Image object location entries
# # #

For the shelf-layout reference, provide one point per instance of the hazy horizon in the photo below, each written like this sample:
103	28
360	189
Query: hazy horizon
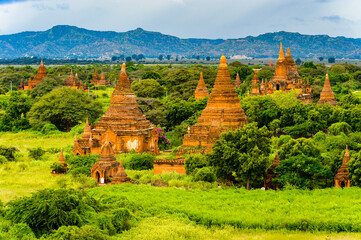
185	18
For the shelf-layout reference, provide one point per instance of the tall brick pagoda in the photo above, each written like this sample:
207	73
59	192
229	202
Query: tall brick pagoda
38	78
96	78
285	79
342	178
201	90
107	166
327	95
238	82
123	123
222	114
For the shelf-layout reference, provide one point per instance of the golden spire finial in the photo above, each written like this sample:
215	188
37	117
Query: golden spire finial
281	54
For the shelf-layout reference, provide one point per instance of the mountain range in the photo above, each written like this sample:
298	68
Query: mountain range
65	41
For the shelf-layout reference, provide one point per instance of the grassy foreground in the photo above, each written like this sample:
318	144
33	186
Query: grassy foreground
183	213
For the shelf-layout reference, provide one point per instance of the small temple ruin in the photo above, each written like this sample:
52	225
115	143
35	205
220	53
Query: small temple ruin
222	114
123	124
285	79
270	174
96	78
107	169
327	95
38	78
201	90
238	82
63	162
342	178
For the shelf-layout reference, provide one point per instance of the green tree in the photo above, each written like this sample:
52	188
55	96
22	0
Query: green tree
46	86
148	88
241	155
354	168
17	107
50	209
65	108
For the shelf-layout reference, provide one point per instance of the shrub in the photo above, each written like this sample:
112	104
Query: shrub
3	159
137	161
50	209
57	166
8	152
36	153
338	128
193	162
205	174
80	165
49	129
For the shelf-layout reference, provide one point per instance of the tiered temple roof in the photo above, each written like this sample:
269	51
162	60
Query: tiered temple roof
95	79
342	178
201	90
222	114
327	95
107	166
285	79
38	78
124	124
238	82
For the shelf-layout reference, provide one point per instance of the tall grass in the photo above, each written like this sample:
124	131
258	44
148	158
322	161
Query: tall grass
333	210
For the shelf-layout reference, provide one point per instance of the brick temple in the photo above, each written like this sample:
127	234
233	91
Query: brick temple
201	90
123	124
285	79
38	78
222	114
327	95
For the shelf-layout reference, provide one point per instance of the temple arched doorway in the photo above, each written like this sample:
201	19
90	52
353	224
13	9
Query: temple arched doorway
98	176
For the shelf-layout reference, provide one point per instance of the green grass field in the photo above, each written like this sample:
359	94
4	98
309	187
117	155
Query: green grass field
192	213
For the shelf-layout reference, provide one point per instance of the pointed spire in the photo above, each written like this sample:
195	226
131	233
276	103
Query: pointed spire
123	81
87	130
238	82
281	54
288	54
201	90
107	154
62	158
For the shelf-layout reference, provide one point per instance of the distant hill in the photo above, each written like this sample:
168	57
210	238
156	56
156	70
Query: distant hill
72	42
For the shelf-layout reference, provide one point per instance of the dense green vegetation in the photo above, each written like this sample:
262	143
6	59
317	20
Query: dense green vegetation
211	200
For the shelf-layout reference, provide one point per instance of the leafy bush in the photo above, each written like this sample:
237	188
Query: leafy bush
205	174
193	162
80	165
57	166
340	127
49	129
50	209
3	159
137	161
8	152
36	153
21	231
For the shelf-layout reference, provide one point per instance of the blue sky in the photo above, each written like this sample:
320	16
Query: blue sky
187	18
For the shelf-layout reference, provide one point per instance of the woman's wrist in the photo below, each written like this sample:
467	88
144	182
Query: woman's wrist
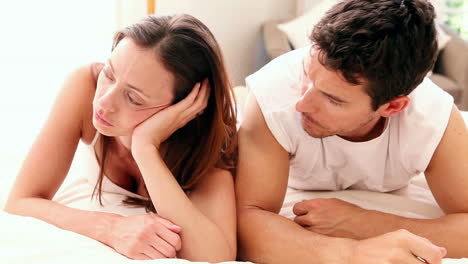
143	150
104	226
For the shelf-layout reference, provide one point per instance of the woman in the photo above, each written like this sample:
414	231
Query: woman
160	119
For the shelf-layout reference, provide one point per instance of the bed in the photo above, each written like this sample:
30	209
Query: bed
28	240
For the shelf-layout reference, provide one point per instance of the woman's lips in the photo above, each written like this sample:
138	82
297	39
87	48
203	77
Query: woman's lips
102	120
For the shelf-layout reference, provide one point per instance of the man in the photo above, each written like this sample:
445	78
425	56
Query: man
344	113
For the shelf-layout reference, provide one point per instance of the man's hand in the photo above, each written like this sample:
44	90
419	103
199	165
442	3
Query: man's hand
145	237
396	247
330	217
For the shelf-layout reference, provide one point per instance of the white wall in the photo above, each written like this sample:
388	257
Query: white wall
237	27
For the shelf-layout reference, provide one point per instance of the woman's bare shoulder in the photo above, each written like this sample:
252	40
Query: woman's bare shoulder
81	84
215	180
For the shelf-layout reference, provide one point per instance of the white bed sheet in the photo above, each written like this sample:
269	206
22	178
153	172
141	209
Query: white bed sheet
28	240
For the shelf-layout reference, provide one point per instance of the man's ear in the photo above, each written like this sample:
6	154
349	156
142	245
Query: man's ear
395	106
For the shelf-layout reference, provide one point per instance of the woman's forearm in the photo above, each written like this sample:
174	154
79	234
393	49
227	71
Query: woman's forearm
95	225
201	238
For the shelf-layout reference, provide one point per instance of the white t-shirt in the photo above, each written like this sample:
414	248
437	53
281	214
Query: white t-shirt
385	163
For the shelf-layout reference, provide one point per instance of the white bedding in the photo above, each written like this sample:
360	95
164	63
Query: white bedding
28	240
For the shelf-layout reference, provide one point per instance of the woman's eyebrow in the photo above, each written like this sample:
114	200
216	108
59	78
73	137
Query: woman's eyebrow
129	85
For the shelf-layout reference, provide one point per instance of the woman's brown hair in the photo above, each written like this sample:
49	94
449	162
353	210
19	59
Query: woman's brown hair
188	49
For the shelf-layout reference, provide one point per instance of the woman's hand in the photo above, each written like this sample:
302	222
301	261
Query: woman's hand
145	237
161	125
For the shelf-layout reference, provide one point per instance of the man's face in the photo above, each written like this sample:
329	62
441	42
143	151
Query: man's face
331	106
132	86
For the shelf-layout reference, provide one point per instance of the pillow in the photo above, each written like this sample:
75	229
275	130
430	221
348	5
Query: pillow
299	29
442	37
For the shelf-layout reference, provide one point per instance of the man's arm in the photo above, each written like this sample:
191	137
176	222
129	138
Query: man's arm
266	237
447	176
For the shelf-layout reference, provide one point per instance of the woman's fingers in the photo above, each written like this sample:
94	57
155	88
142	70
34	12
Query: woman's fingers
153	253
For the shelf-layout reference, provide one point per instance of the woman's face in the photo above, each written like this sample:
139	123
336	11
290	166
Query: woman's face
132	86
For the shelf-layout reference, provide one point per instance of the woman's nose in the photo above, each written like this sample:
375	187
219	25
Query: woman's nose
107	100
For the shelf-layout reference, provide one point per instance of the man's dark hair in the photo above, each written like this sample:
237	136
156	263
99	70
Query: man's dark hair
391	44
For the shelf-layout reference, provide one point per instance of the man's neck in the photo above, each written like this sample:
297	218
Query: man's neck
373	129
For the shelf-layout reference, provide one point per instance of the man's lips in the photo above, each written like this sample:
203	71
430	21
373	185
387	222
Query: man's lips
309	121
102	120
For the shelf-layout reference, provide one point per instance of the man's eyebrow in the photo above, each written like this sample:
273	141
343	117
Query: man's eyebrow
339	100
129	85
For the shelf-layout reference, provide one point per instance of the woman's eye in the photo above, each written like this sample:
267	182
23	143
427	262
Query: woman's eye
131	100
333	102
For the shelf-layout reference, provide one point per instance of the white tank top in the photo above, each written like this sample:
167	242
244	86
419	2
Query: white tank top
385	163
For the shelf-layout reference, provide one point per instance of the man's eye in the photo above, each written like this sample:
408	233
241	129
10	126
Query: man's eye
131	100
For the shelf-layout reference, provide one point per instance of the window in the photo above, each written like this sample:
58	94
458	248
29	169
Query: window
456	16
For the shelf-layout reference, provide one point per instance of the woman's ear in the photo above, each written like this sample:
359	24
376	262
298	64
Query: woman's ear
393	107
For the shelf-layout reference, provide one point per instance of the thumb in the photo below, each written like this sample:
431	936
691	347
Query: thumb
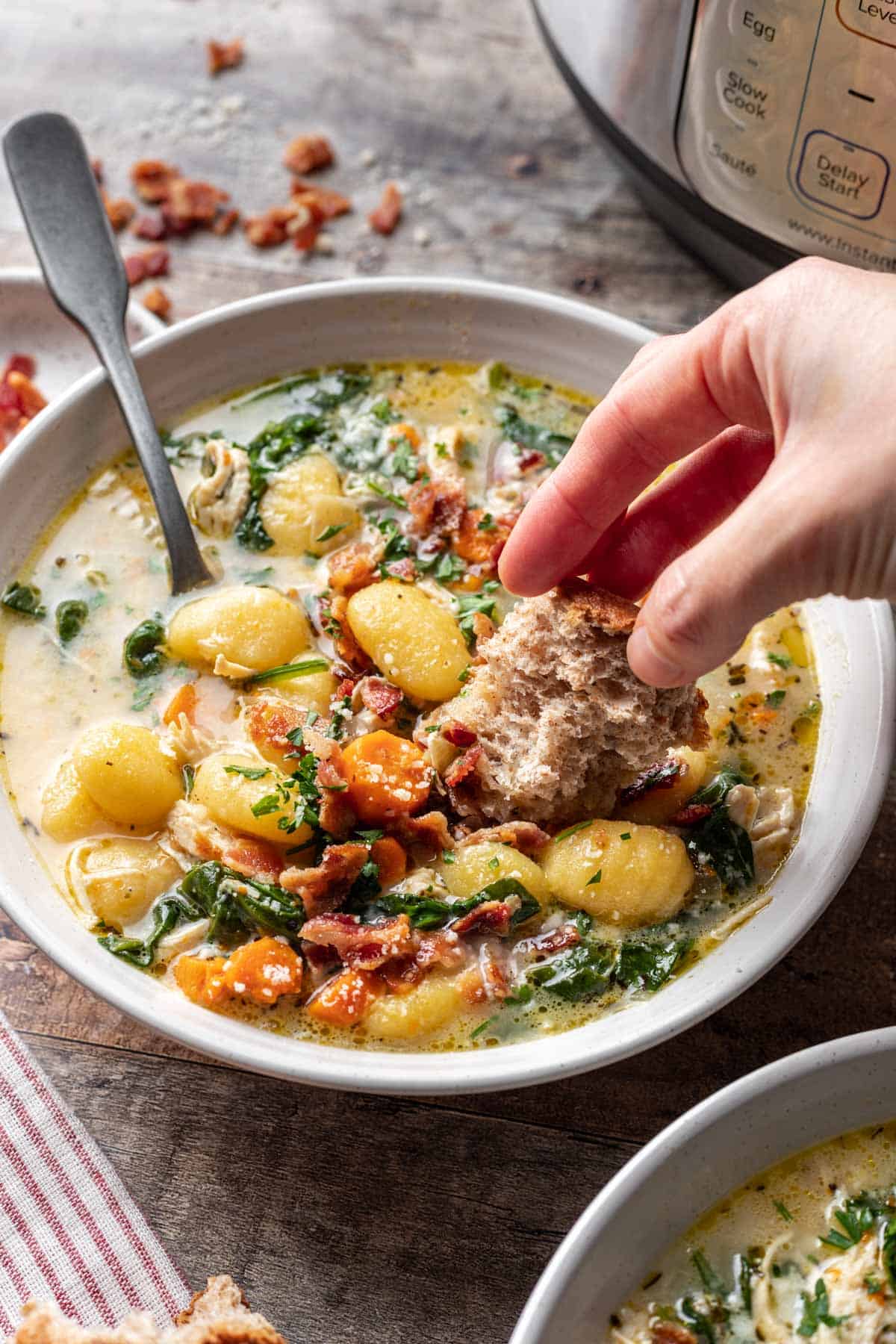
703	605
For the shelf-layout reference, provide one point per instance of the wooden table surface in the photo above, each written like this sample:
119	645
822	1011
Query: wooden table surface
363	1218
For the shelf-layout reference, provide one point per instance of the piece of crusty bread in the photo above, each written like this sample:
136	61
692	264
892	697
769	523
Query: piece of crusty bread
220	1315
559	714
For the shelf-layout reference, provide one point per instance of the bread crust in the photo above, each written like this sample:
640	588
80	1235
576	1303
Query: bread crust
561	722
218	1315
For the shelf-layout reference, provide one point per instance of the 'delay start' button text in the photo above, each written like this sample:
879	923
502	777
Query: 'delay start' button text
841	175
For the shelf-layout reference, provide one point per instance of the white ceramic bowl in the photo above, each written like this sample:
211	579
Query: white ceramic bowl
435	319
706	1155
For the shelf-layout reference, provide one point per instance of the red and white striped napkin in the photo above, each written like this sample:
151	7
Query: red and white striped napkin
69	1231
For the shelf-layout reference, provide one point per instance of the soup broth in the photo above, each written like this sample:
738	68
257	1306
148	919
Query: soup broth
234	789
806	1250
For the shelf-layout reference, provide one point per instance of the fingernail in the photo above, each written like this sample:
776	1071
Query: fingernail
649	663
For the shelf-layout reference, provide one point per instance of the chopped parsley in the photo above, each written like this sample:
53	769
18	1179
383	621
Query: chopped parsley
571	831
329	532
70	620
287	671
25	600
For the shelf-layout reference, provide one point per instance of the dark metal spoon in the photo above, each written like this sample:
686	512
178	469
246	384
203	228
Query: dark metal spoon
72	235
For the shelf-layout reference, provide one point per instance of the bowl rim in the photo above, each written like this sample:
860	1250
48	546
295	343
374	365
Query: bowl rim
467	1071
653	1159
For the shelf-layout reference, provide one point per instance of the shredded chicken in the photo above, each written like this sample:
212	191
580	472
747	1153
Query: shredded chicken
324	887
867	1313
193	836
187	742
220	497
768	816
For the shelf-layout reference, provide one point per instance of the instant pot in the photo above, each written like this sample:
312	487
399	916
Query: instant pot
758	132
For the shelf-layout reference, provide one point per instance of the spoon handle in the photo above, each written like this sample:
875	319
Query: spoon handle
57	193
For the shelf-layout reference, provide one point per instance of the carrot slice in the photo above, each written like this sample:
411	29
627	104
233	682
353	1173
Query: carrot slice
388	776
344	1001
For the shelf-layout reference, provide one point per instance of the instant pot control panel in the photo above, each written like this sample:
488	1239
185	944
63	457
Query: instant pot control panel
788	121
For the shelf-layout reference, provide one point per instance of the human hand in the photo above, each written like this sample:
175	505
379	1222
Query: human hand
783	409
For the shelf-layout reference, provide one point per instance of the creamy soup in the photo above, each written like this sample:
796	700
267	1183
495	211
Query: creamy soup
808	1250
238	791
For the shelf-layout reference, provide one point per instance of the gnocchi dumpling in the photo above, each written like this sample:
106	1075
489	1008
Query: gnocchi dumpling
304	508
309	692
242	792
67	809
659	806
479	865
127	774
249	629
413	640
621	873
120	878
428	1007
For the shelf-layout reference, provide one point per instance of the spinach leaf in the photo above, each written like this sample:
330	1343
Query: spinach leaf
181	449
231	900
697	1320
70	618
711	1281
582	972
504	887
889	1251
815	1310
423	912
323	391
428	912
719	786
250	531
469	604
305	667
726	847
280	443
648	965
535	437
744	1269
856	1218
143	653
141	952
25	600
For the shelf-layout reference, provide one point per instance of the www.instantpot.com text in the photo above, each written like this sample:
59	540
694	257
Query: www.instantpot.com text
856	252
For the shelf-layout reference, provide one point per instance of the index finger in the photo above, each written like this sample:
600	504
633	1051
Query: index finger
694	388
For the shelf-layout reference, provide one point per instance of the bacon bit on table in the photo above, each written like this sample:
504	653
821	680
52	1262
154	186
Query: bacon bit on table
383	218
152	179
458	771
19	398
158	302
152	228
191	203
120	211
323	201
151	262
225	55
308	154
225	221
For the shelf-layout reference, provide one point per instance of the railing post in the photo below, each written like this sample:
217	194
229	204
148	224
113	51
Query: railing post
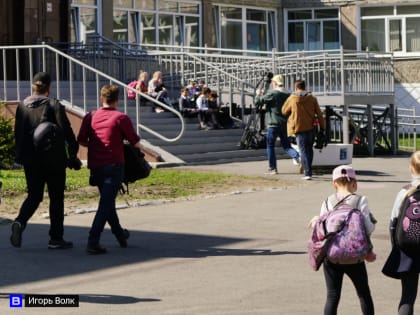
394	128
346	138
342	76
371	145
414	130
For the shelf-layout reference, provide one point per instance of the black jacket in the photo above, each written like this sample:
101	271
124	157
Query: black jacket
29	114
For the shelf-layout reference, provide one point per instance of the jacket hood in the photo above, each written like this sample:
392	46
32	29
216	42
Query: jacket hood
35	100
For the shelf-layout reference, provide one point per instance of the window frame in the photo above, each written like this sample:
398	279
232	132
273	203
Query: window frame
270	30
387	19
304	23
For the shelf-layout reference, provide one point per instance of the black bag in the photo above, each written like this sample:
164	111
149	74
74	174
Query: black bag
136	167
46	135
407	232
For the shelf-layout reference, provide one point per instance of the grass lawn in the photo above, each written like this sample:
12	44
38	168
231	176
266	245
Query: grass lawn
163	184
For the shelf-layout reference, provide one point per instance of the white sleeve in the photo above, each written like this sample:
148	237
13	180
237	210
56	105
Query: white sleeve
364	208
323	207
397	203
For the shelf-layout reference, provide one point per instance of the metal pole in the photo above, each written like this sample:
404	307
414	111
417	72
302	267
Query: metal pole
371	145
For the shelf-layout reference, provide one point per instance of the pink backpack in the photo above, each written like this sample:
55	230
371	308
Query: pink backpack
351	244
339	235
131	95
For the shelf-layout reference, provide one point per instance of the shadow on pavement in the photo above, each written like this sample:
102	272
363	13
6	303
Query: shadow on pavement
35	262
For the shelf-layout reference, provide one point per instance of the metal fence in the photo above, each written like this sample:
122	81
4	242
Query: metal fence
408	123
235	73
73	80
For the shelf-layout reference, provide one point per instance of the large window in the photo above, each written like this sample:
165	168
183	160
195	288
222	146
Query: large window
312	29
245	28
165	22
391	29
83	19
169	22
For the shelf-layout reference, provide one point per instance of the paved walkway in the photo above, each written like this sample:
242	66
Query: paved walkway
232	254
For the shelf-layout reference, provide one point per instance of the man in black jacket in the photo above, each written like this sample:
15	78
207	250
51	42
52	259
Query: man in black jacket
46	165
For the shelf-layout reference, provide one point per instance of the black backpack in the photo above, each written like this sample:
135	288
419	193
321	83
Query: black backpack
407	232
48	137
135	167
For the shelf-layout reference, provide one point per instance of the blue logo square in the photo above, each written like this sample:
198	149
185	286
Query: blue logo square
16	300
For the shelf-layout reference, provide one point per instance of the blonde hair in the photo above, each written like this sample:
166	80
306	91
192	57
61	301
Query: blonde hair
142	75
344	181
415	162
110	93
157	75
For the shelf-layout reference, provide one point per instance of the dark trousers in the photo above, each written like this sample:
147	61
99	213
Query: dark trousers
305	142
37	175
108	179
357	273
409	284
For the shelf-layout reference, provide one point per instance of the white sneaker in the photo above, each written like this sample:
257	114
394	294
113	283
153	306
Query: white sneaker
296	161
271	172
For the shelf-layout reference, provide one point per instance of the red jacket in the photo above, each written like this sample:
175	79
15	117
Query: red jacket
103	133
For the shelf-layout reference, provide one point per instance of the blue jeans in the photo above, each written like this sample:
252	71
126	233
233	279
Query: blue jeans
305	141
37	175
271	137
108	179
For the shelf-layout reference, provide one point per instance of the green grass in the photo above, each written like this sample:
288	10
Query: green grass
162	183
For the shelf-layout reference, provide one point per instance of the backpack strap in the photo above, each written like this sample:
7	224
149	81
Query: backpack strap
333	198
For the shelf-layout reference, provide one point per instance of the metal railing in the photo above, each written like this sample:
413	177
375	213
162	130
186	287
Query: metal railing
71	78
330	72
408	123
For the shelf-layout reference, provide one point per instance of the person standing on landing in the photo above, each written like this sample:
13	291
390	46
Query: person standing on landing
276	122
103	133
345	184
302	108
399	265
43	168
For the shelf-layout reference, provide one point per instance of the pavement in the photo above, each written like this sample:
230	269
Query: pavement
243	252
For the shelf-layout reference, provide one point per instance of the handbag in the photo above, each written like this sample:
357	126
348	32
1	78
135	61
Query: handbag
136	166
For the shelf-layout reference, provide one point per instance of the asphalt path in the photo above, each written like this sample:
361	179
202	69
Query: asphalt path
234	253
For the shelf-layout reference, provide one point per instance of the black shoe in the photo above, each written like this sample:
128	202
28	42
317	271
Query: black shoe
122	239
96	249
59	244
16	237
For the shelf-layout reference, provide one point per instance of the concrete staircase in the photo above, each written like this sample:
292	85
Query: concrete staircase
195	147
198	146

# # #

**EXERCISE REQUIREMENTS**
Only the lines from the one containing "of the backpack" through the end of the material should be reproduced, exactly, with both ends included.

**SOLUTION TO THIS PROBLEM**
For the shelf-layout reference, provide one point per instance of the backpack strap in the photo above, each written like this sample:
7	224
149	81
Query: backpack strap
333	198
For the shelf-layout reference, provide one point per instance of the metal railing in the photo above, each written like this sample:
413	177
375	213
162	130
186	287
Query: metal railing
71	78
330	72
408	123
For the shelf-layout reference, provide one point per instance of the person standing on landing in the photo above, each written like this sample:
13	291
390	46
Query: person standing on landing
276	122
103	133
345	184
302	108
399	265
43	168
For the shelf-layout reference, provide one point per instance of the pavement in the photo above, each written like this sample:
230	269
Query: pavement
243	252
For the shelf-layout reference, provide one point per instance of the handbag in the photo above, each written like this sample:
357	126
348	32
1	78
135	61
Query: handbag
136	166
For the shelf-layout reference, provide one point per instance of the asphalt path in the photo above, each written like this sample:
361	179
202	69
Query: asphalt path
234	253
For the shelf-layout reference, provide one point per instance of the black shoe in the photo above, each written like this sample:
128	202
28	42
317	271
Query: black shoe
122	239
96	249
59	244
16	237
For the shelf-layout reference, provide one point per instance of the concrete staircase in the photo above, each written like this sample:
292	85
Query: concrete staircase
195	147
198	146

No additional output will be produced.